Description of the task:
Copy all the records word for word, apart from any pictures.

Record extracts:
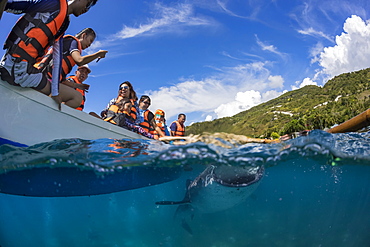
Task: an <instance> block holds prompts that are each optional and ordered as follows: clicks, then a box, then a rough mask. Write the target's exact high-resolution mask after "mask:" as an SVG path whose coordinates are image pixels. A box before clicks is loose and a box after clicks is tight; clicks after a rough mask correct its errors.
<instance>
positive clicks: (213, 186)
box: [156, 165, 264, 234]
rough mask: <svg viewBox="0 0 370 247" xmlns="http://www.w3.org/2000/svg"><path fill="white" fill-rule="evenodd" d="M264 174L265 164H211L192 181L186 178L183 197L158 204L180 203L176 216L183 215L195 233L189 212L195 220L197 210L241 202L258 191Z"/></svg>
mask: <svg viewBox="0 0 370 247" xmlns="http://www.w3.org/2000/svg"><path fill="white" fill-rule="evenodd" d="M263 174H264V167H263V166H256V167H254V166H253V167H242V166H240V167H238V166H227V165H221V166H215V165H209V166H207V167H206V168H205V170H204V171H203V172H202V173H201V174H200V175H199V176H198V177H196V178H195V179H194V180H193V181H191V180H187V183H186V193H185V196H184V199H183V200H181V201H158V202H156V204H157V205H179V207H178V208H177V210H176V213H175V218H180V220H181V225H182V227H183V228H184V229H185V230H187V231H188V232H189V233H190V234H192V231H191V228H190V226H189V225H188V223H187V222H186V217H185V215H186V214H187V215H189V214H190V215H191V219H193V217H194V214H193V213H194V212H195V211H198V212H200V213H215V212H219V211H223V210H226V209H229V208H232V207H234V206H236V205H238V204H240V203H242V202H243V201H245V200H246V199H247V198H248V196H250V195H251V194H252V193H253V192H254V191H255V190H256V188H257V187H258V185H259V183H260V181H261V179H262V177H263ZM185 213H186V214H185Z"/></svg>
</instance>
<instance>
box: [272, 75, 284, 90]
mask: <svg viewBox="0 0 370 247" xmlns="http://www.w3.org/2000/svg"><path fill="white" fill-rule="evenodd" d="M268 80H269V82H270V83H269V87H270V88H283V86H284V78H283V77H281V76H280V75H276V76H272V75H270V76H269V78H268Z"/></svg>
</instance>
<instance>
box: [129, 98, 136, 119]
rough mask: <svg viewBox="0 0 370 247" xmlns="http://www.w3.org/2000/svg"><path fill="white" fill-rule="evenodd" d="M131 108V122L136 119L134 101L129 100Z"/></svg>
mask: <svg viewBox="0 0 370 247" xmlns="http://www.w3.org/2000/svg"><path fill="white" fill-rule="evenodd" d="M131 103H132V107H131V112H130V116H131V117H132V119H133V120H136V119H137V109H136V107H135V106H134V105H135V100H133V99H131Z"/></svg>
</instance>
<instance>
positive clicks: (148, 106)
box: [138, 95, 165, 137]
mask: <svg viewBox="0 0 370 247" xmlns="http://www.w3.org/2000/svg"><path fill="white" fill-rule="evenodd" d="M149 106H150V98H149V96H147V95H143V96H141V98H140V100H139V115H138V117H139V119H140V121H139V126H140V127H142V128H143V129H145V130H146V131H147V132H149V133H150V134H152V135H154V131H156V132H157V133H158V134H159V136H160V137H162V136H165V135H164V133H163V132H162V130H161V129H160V128H159V127H158V126H157V124H156V122H155V120H154V114H153V113H152V112H151V111H150V110H149V109H148V108H149ZM157 137H158V136H157Z"/></svg>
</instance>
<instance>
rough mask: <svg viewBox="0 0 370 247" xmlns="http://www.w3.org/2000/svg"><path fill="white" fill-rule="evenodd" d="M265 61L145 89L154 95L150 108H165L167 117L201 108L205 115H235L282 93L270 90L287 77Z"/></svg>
mask: <svg viewBox="0 0 370 247" xmlns="http://www.w3.org/2000/svg"><path fill="white" fill-rule="evenodd" d="M265 65H266V64H265V63H262V62H255V63H249V64H240V65H238V66H235V67H228V68H221V69H219V70H218V72H217V74H216V75H214V76H212V77H208V78H205V79H203V80H184V81H182V82H180V83H178V84H176V85H173V86H169V87H161V88H160V89H159V90H157V91H148V92H145V93H146V94H148V95H150V97H151V98H152V106H151V109H153V110H155V109H157V108H161V109H164V110H165V111H166V116H167V118H171V117H173V116H176V115H177V114H178V113H179V112H186V113H190V112H202V113H203V115H204V116H207V115H210V116H213V117H218V118H219V117H224V116H232V115H234V114H236V113H239V112H241V111H244V110H247V109H249V108H251V107H253V106H255V105H257V104H259V103H262V102H265V101H267V100H270V99H272V98H274V97H277V96H279V95H280V94H281V93H280V92H277V91H274V90H271V91H267V89H271V88H280V87H281V86H282V83H283V82H284V80H283V78H282V77H281V76H271V74H270V71H269V70H268V69H267V68H266V67H265ZM272 86H273V87H272ZM206 119H210V117H208V116H207V118H206ZM197 121H202V119H200V118H199V119H197Z"/></svg>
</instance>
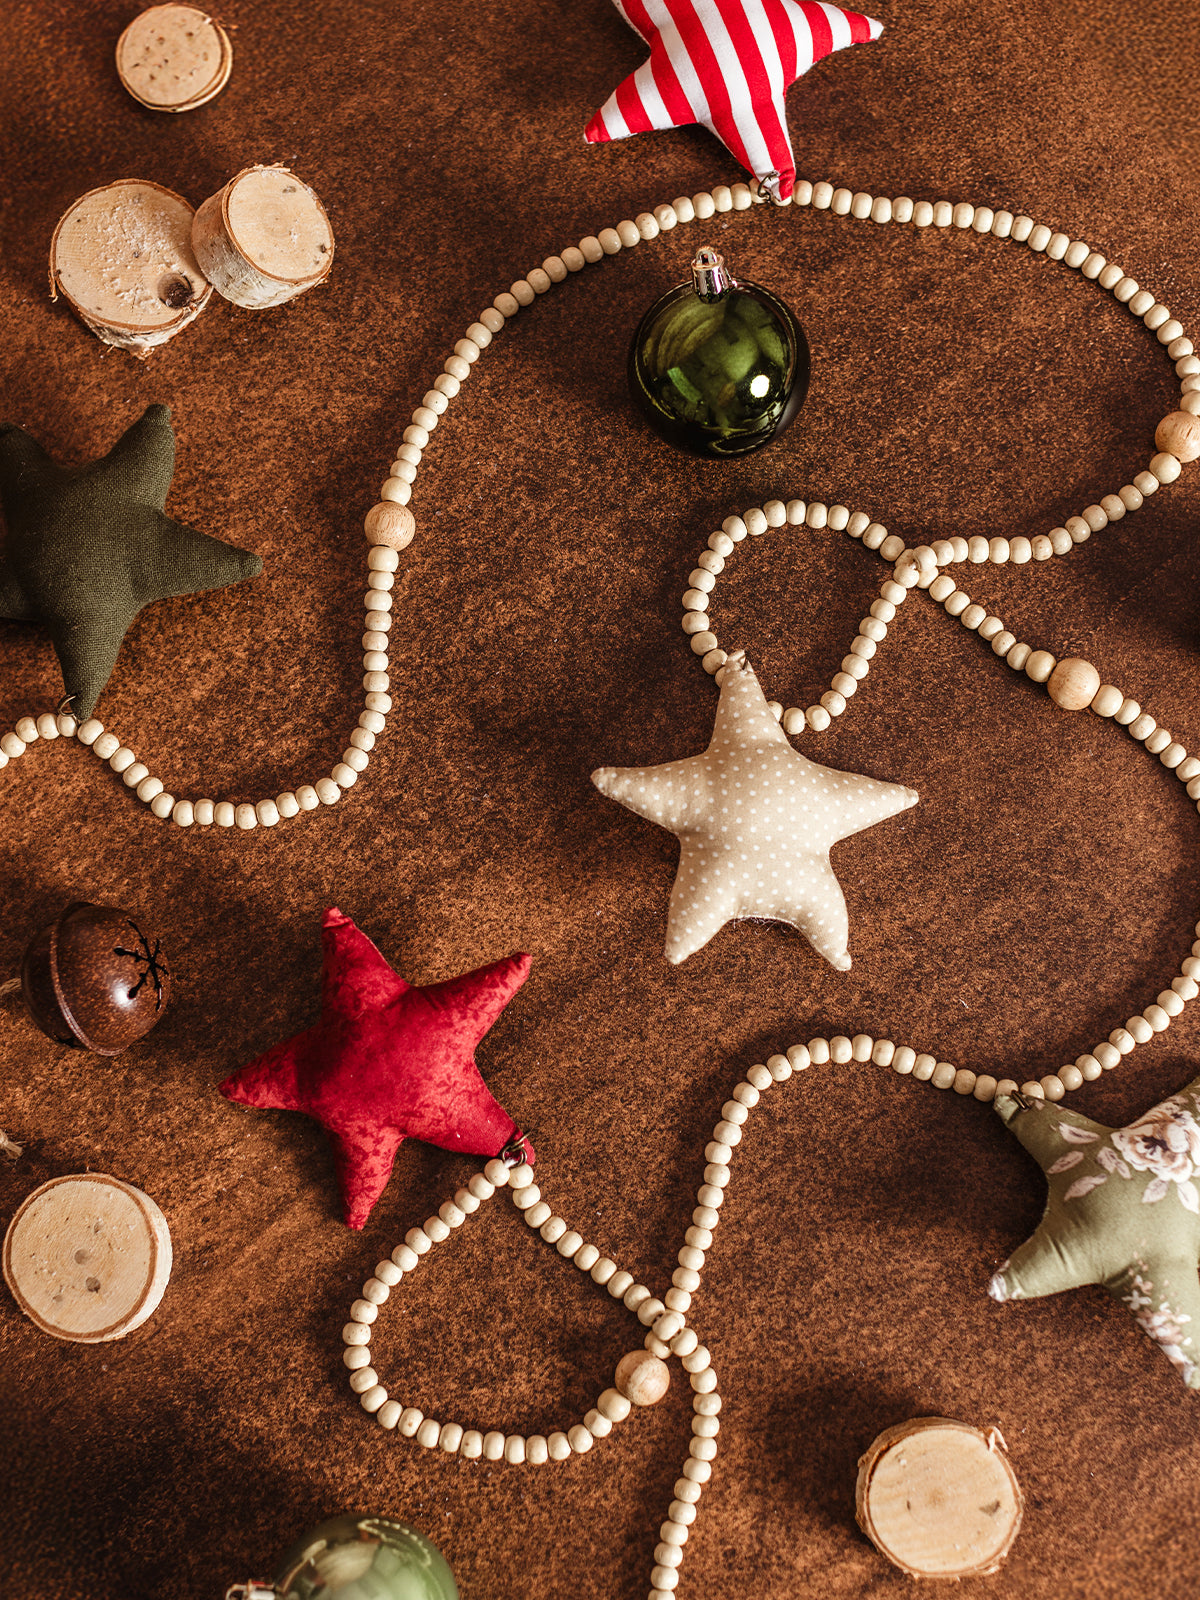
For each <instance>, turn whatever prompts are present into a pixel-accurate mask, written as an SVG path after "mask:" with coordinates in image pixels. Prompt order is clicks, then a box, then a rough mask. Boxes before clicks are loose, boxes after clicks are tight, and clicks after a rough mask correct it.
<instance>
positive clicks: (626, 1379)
mask: <svg viewBox="0 0 1200 1600" xmlns="http://www.w3.org/2000/svg"><path fill="white" fill-rule="evenodd" d="M613 1381H614V1384H616V1387H618V1390H619V1392H621V1394H622V1395H624V1397H626V1400H629V1403H630V1405H656V1403H658V1402H659V1400H661V1398H662V1395H664V1394H666V1392H667V1389H669V1387H670V1370H669V1368H667V1363H666V1362H661V1360H659V1358H658V1355H651V1354H650V1350H630V1352H629V1355H622V1357H621V1360H619V1362H618V1363H616V1378H614V1379H613Z"/></svg>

Expected answer:
Task: an <instance> block holds prompts that are each optional and ordered as follows: clicks, then a box, then a rough mask. Write the target's exact high-resolution mask after "mask:" as an SVG path whose coordinates are image pixels. A box before clicks is loose and a box after clicks is tight; clicks after a rough mask correct its errors.
<instance>
positive clicks: (213, 186)
box: [156, 165, 264, 234]
rough mask: <svg viewBox="0 0 370 247" xmlns="http://www.w3.org/2000/svg"><path fill="white" fill-rule="evenodd" d="M264 174L265 164H211L192 181L186 178L183 197L158 204L180 203L176 216L183 215L195 233L189 212L195 220L197 210L241 202L258 191Z"/></svg>
mask: <svg viewBox="0 0 370 247" xmlns="http://www.w3.org/2000/svg"><path fill="white" fill-rule="evenodd" d="M263 174H264V167H263V166H256V167H254V166H253V167H242V166H240V167H238V166H227V165H221V166H215V165H209V166H207V167H206V168H205V170H204V171H203V172H202V173H201V174H200V175H199V176H198V177H196V178H195V179H194V180H193V181H191V180H187V183H186V193H185V196H184V199H183V200H181V201H158V202H156V204H157V205H179V207H178V208H177V210H176V213H175V218H180V220H181V225H182V227H183V228H184V229H185V230H187V231H188V232H189V233H190V234H192V231H191V228H190V226H189V225H188V223H187V222H186V217H185V215H186V214H187V215H189V214H190V215H191V219H193V217H194V214H193V213H194V212H195V211H198V212H200V213H215V212H219V211H223V210H226V209H229V208H232V207H234V206H236V205H238V204H240V203H242V202H243V201H245V200H246V199H247V198H248V196H250V195H251V194H252V193H253V192H254V191H255V190H256V188H257V187H258V185H259V183H260V181H261V179H262V177H263ZM185 213H186V214H185Z"/></svg>
</instance>
<instance>
box: [272, 75, 284, 90]
mask: <svg viewBox="0 0 370 247" xmlns="http://www.w3.org/2000/svg"><path fill="white" fill-rule="evenodd" d="M268 80H269V82H270V83H269V87H270V88H283V86H284V78H283V77H281V76H280V75H276V76H272V75H270V76H269V78H268Z"/></svg>
</instance>
<instance>
box: [129, 98, 136, 119]
rough mask: <svg viewBox="0 0 370 247" xmlns="http://www.w3.org/2000/svg"><path fill="white" fill-rule="evenodd" d="M131 108V122L136 119L134 101L129 100Z"/></svg>
mask: <svg viewBox="0 0 370 247" xmlns="http://www.w3.org/2000/svg"><path fill="white" fill-rule="evenodd" d="M131 103H132V107H131V112H130V116H131V117H132V119H133V120H136V119H137V109H136V107H135V106H134V105H135V100H133V99H131Z"/></svg>
</instance>
<instance>
positive clicks: (148, 106)
box: [138, 95, 165, 137]
mask: <svg viewBox="0 0 370 247" xmlns="http://www.w3.org/2000/svg"><path fill="white" fill-rule="evenodd" d="M149 106H150V98H149V96H147V95H143V96H141V98H140V100H139V115H138V117H139V119H140V121H139V126H140V127H142V128H143V129H145V130H146V131H147V132H149V133H150V134H152V135H154V131H156V132H157V133H158V134H159V136H160V137H162V136H165V135H164V133H163V132H162V130H161V129H160V128H159V127H158V126H157V124H156V122H155V120H154V114H153V113H152V112H151V111H150V110H149V109H148V108H149ZM157 137H158V136H157Z"/></svg>
</instance>
<instance>
rough mask: <svg viewBox="0 0 370 247" xmlns="http://www.w3.org/2000/svg"><path fill="white" fill-rule="evenodd" d="M265 61L145 89L154 95L150 108H165L167 117L201 108L205 115H235L282 93L270 90L287 77Z"/></svg>
mask: <svg viewBox="0 0 370 247" xmlns="http://www.w3.org/2000/svg"><path fill="white" fill-rule="evenodd" d="M265 65H266V64H265V63H262V62H255V63H249V64H240V65H238V66H235V67H228V68H221V69H219V70H218V72H217V74H216V75H214V76H212V77H208V78H205V79H203V80H184V81H182V82H180V83H178V84H176V85H173V86H169V87H161V88H160V89H159V90H157V91H148V92H145V93H146V94H148V95H150V97H151V98H152V106H151V109H153V110H155V109H157V108H161V109H164V110H165V111H166V116H167V118H171V117H173V116H176V115H177V114H178V113H179V112H186V113H190V112H202V113H203V115H204V116H207V115H210V116H213V117H218V118H219V117H224V116H232V115H234V114H236V113H239V112H241V111H244V110H247V109H249V108H251V107H253V106H255V105H257V104H259V103H262V102H265V101H267V100H270V99H272V98H274V97H277V96H279V95H280V94H281V93H280V92H277V91H274V90H271V91H267V89H271V88H280V87H281V86H282V83H283V82H284V80H283V78H282V77H281V76H271V74H270V71H269V70H268V69H267V68H266V67H265ZM272 86H273V87H272ZM206 119H210V117H208V116H207V118H206ZM197 121H202V119H200V118H199V119H197Z"/></svg>
</instance>
For each <instance>, turn whatever prompts are present into a pixel-accurate mask, written as an SVG path after "mask:" with coordinates in image pixels. Prompt order is clicks, then a box, then a rough mask. Boxes before clicks are loose, boxes after clicks are tight, and clicks after a rough mask correct it.
<instance>
positive clicks: (626, 1379)
mask: <svg viewBox="0 0 1200 1600" xmlns="http://www.w3.org/2000/svg"><path fill="white" fill-rule="evenodd" d="M613 1381H614V1384H616V1387H618V1390H619V1392H621V1394H622V1395H624V1397H626V1400H629V1403H630V1405H656V1403H658V1402H659V1400H661V1398H662V1395H664V1394H666V1392H667V1389H669V1387H670V1370H669V1368H667V1363H666V1362H661V1360H659V1358H658V1355H651V1354H650V1350H630V1352H629V1355H622V1357H621V1360H619V1362H618V1363H616V1378H614V1379H613Z"/></svg>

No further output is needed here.